Required action -
Check every line of the data and copy the ones where "strut" appears.

BEGIN Data to examine

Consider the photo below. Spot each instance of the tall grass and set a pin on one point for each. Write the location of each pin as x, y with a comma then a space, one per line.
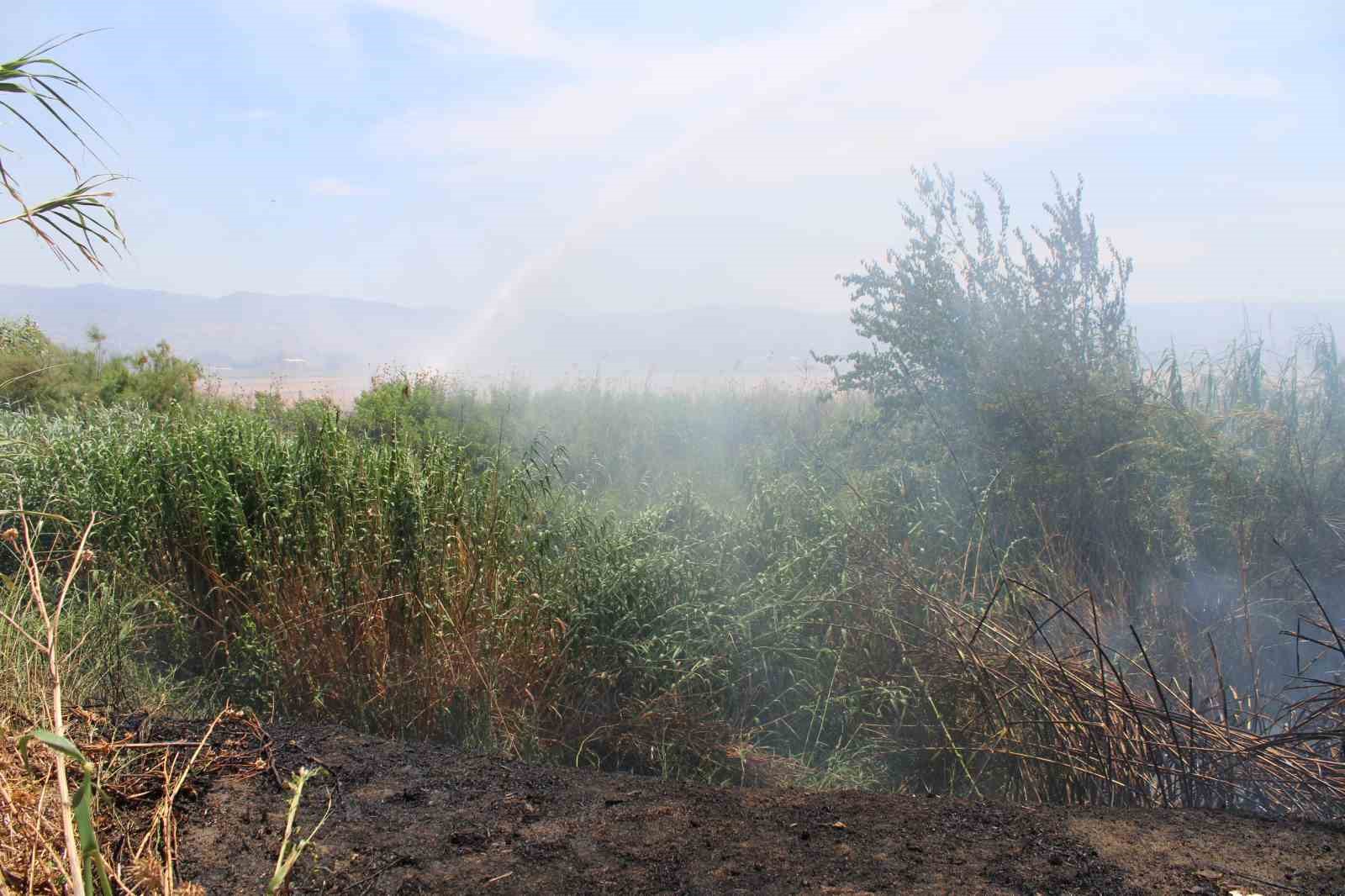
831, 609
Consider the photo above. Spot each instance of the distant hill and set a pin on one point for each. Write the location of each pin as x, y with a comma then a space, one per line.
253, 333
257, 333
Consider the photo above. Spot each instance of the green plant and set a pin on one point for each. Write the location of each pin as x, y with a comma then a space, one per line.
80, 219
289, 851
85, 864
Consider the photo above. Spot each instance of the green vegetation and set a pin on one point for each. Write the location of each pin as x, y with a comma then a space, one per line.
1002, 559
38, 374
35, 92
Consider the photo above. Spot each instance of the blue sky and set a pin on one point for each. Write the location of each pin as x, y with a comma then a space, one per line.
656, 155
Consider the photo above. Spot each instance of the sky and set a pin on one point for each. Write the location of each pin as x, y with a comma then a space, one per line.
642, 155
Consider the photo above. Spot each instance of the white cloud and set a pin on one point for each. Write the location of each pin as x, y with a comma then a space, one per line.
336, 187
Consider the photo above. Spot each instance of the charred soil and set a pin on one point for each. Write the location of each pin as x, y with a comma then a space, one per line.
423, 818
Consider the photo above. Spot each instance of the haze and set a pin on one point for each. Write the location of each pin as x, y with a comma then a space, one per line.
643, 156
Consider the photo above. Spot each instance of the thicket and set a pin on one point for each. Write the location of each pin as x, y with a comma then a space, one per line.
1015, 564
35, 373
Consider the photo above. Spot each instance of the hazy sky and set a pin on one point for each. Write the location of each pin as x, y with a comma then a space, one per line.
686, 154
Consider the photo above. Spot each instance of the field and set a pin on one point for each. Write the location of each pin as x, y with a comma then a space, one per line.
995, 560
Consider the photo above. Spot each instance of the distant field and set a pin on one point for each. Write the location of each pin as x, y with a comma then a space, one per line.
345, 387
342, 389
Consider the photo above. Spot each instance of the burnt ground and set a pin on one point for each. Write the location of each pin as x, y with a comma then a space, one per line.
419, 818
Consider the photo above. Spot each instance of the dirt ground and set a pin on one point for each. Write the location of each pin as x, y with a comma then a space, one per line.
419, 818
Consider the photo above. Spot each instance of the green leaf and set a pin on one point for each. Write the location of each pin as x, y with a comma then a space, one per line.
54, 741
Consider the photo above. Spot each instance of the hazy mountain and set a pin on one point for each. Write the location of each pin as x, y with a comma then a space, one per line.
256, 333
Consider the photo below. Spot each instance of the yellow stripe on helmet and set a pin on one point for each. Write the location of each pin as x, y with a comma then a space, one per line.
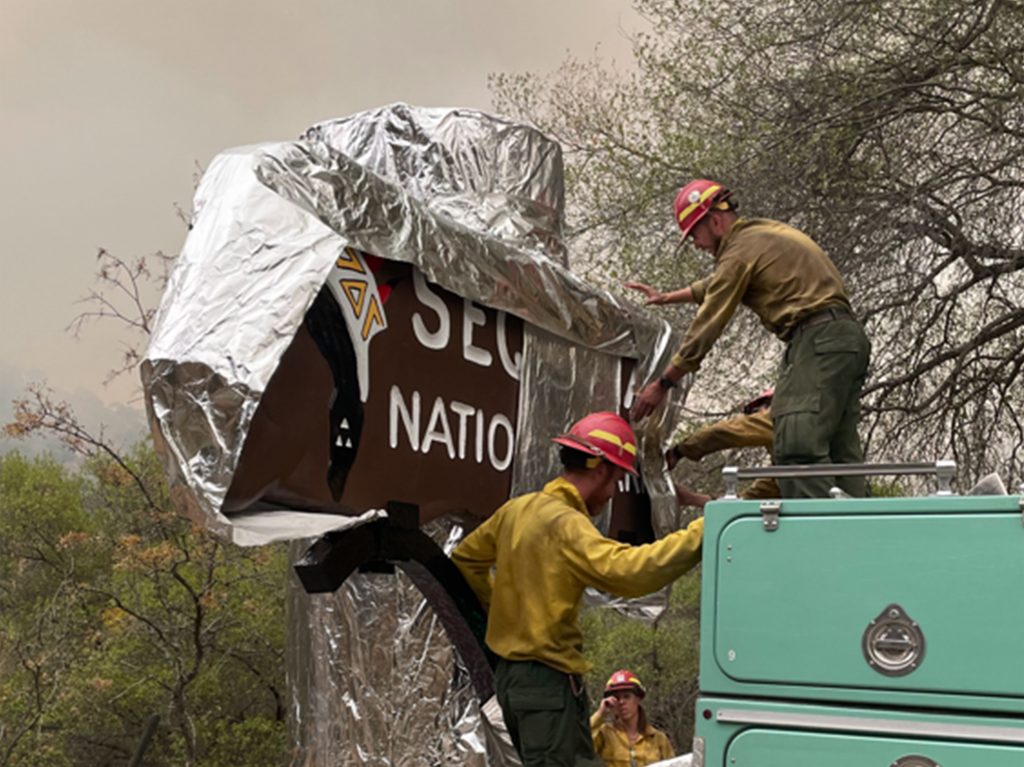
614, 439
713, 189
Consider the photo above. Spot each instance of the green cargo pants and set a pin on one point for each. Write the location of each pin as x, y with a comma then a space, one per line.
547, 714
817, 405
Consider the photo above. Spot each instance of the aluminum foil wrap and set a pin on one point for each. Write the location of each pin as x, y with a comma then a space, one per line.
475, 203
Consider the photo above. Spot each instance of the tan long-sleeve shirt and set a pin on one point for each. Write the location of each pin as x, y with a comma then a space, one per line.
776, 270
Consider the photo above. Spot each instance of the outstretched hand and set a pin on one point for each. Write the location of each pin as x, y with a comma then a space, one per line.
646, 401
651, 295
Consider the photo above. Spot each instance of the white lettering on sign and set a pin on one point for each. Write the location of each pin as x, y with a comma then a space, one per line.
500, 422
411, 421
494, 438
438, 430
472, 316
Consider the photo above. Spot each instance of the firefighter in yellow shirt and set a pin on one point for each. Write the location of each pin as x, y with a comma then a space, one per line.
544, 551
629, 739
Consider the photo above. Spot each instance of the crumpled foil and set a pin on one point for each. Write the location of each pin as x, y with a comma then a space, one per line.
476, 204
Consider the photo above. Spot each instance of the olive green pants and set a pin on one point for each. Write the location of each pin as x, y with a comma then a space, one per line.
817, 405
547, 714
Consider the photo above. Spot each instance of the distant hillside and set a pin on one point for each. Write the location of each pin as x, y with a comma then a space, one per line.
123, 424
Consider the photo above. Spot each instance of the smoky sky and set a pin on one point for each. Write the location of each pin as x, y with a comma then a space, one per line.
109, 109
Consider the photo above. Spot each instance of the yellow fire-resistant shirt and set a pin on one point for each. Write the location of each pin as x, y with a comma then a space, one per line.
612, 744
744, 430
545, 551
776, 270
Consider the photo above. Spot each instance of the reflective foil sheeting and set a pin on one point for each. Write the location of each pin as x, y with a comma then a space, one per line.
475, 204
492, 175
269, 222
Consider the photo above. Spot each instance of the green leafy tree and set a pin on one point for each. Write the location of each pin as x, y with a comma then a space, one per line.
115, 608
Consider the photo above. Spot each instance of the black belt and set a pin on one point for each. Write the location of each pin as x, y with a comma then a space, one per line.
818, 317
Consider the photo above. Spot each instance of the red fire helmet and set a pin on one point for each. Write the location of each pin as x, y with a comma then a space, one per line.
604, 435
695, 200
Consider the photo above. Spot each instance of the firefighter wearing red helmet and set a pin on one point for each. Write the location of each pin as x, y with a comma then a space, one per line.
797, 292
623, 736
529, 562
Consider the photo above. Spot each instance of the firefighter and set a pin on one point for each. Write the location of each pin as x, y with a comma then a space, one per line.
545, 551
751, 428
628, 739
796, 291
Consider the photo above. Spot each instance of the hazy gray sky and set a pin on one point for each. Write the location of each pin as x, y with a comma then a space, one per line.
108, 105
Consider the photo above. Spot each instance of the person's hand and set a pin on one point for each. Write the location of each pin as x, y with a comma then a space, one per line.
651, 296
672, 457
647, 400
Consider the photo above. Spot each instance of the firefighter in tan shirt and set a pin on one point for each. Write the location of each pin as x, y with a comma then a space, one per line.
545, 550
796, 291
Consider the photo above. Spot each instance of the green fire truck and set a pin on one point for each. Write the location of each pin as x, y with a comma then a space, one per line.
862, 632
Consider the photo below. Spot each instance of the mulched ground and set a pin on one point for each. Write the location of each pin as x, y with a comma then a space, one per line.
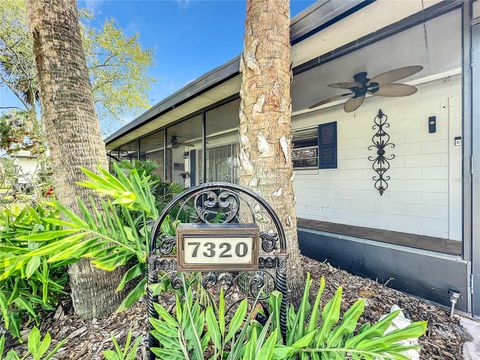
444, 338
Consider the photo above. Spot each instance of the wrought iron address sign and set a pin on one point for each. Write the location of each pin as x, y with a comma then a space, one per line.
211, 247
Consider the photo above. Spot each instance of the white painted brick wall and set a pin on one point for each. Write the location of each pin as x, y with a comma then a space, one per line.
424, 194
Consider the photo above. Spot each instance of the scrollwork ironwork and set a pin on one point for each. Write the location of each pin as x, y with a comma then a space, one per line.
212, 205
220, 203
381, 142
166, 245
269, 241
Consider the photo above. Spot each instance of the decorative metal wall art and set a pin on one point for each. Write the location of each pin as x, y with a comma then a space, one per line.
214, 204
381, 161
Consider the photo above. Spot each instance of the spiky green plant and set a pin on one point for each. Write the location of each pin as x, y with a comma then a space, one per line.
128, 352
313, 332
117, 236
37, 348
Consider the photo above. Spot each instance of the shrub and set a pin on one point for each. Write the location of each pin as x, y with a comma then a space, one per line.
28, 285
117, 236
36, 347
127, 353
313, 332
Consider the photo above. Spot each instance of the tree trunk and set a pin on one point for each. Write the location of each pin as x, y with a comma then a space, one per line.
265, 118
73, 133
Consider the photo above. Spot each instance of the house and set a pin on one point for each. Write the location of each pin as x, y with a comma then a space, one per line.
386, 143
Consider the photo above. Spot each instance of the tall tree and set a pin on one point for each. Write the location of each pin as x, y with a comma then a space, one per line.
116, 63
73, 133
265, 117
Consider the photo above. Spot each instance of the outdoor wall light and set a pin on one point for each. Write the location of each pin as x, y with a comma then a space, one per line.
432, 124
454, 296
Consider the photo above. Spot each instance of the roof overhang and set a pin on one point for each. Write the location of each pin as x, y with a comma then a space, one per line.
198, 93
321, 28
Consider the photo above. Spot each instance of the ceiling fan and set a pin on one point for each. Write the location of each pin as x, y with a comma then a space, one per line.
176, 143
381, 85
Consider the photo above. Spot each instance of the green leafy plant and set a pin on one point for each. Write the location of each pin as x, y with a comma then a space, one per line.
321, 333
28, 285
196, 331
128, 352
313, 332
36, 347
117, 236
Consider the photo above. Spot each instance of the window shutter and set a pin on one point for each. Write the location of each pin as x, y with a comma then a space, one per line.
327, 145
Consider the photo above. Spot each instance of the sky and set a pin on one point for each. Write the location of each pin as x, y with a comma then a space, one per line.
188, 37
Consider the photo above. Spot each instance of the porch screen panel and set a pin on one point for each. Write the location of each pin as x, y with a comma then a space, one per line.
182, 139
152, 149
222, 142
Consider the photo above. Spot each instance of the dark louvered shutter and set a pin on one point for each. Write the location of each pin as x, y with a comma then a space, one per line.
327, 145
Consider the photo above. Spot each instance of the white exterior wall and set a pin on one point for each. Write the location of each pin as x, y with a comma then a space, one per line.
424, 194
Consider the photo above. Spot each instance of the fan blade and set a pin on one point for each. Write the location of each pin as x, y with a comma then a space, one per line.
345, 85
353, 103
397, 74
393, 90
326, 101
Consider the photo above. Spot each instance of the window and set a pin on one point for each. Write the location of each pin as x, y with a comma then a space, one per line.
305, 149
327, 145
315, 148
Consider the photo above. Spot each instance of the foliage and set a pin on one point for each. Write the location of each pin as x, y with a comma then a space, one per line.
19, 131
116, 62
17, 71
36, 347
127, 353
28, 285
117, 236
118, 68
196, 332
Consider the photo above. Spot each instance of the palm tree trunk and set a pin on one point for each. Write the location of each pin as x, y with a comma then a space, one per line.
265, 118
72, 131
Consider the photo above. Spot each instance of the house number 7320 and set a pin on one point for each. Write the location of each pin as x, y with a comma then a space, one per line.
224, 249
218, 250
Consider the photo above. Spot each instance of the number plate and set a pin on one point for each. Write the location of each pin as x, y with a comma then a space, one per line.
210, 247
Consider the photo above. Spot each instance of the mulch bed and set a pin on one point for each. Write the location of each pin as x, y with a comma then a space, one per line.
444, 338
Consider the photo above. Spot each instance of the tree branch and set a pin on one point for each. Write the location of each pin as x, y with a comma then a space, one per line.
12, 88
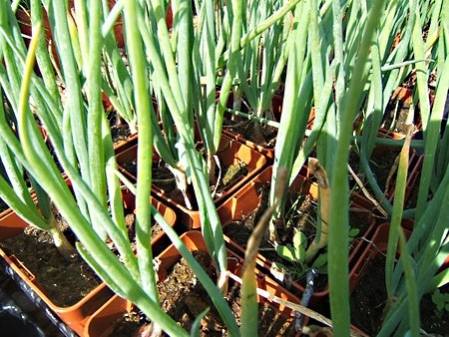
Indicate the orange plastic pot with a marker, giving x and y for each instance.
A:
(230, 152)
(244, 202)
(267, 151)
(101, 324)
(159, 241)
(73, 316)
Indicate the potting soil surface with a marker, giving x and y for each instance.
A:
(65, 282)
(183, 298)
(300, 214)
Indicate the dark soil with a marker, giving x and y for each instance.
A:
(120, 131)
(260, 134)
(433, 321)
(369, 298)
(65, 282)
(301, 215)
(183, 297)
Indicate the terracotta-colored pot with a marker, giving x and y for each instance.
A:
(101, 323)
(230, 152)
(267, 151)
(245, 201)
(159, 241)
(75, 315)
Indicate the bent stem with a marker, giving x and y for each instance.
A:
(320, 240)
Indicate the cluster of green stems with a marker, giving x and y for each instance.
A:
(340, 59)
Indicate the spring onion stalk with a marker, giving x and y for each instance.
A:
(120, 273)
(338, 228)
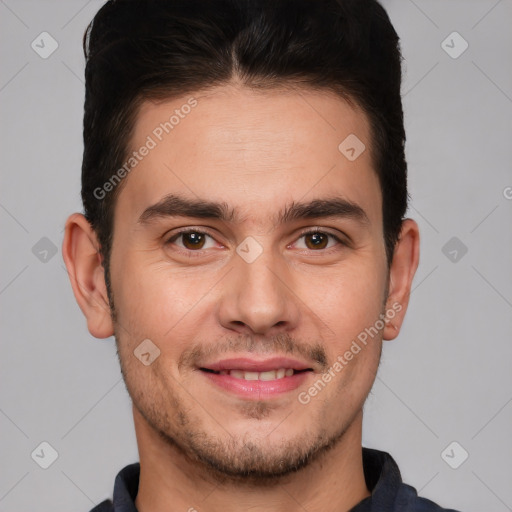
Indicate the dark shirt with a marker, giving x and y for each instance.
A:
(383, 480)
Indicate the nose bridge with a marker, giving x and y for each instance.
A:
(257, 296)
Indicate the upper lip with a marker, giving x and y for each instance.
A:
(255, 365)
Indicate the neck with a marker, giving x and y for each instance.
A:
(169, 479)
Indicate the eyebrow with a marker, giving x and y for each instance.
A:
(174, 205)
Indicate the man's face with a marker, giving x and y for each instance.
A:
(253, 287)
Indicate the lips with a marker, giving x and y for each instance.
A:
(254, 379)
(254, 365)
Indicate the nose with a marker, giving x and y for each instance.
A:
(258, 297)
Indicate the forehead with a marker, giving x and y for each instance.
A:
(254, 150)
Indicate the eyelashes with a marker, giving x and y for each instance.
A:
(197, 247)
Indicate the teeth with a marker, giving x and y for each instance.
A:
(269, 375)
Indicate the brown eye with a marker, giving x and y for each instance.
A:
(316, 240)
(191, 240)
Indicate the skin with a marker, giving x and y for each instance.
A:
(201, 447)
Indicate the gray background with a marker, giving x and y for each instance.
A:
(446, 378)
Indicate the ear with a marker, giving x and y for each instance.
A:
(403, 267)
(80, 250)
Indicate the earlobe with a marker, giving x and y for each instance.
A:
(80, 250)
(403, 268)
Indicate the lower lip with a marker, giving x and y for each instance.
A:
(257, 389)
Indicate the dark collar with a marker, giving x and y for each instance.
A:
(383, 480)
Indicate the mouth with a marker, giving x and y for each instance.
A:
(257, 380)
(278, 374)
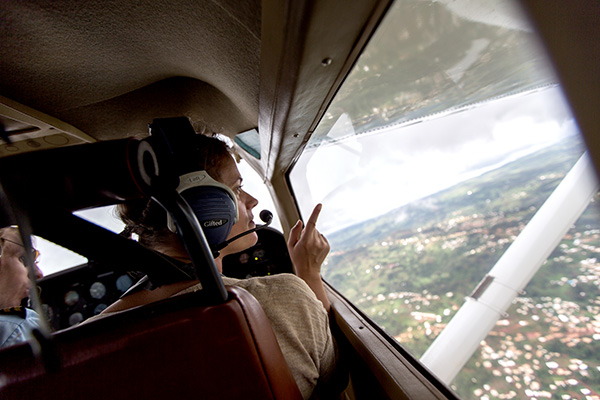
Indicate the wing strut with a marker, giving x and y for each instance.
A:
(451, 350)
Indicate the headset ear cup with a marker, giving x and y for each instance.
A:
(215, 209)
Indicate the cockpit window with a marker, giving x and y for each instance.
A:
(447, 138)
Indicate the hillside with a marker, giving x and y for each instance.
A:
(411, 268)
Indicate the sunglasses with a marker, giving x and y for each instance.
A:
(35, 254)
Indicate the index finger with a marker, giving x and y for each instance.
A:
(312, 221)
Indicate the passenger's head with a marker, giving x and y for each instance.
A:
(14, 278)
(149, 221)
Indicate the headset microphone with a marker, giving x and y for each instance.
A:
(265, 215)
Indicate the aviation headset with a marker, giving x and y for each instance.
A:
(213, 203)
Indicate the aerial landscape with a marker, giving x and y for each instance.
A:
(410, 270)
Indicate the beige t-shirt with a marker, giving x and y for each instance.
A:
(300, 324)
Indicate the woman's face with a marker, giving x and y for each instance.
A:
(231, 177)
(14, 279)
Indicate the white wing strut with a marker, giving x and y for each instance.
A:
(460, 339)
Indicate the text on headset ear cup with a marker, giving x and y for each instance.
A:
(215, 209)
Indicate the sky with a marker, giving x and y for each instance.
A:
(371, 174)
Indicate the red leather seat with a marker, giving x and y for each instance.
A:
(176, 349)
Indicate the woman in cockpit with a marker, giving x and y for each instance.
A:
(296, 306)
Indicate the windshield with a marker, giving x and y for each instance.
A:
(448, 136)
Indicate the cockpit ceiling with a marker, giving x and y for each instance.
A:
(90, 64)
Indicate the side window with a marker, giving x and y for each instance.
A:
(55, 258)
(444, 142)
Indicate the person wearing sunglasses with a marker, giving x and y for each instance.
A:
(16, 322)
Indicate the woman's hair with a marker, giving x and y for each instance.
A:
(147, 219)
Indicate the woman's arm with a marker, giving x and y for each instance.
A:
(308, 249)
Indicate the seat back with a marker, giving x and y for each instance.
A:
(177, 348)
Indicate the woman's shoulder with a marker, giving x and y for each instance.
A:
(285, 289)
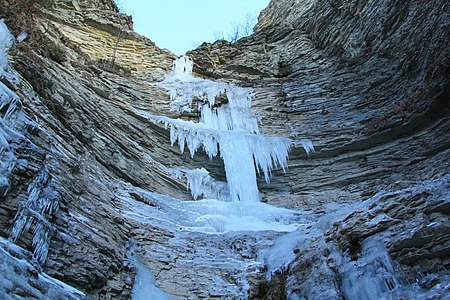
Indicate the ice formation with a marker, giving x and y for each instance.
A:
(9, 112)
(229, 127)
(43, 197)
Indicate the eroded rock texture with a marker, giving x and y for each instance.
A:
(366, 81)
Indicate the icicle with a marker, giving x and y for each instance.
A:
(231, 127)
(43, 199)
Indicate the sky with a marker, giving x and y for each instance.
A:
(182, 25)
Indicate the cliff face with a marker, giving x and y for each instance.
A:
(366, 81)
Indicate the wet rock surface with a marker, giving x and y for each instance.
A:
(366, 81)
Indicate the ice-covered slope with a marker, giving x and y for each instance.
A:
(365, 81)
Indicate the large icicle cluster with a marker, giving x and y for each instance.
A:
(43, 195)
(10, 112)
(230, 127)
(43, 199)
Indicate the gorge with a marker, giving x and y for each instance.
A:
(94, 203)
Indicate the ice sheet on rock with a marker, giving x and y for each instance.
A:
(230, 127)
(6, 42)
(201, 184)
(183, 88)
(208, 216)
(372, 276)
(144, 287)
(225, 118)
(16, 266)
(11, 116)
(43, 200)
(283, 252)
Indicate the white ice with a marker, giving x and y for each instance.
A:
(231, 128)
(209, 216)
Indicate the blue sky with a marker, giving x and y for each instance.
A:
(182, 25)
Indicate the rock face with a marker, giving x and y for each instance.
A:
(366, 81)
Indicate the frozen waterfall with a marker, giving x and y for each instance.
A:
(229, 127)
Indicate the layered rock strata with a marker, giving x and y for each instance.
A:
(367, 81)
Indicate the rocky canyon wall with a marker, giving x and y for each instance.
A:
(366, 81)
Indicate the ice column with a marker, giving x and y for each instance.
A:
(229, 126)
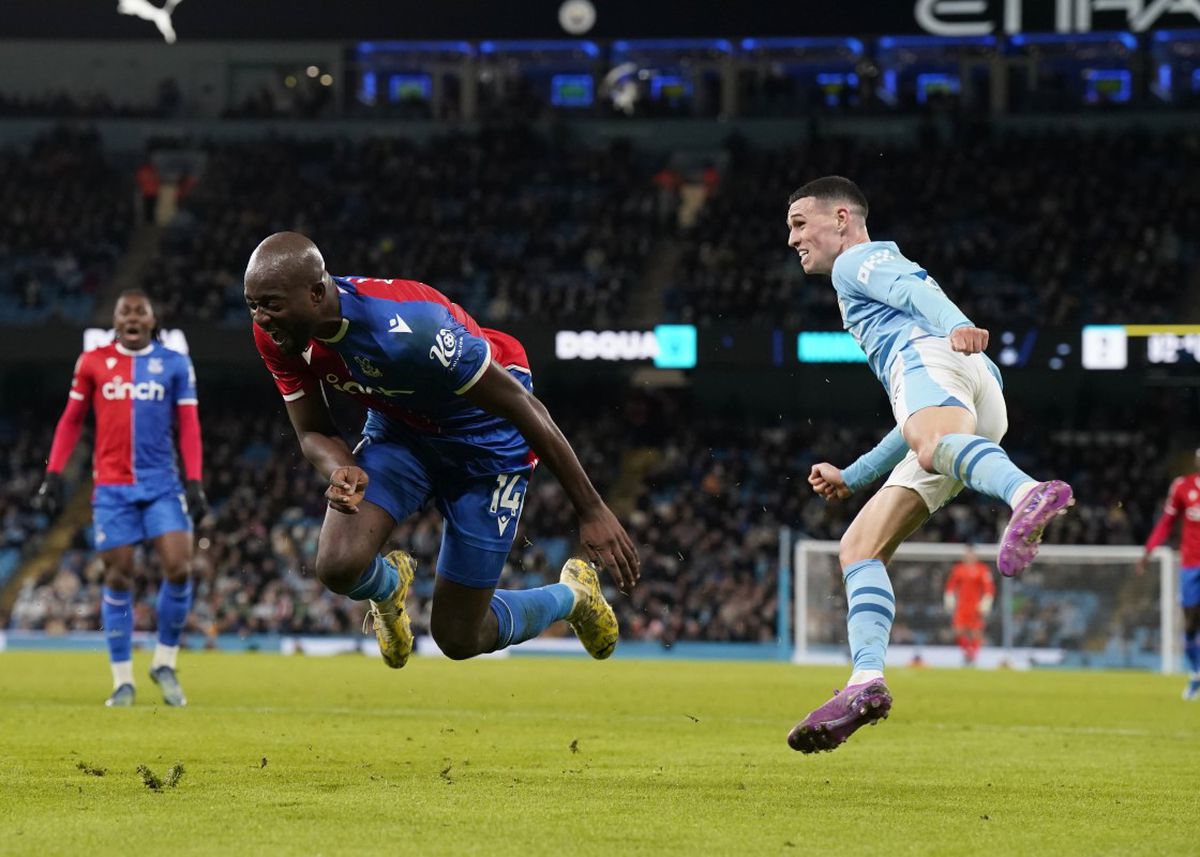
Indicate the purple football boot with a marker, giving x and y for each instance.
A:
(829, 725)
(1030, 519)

END Data to examine

Written solution -
Indicate the wing strut with a marker, giving x and y for each instance.
Indicate the white wing strut with a marker, giving x and y for each instance.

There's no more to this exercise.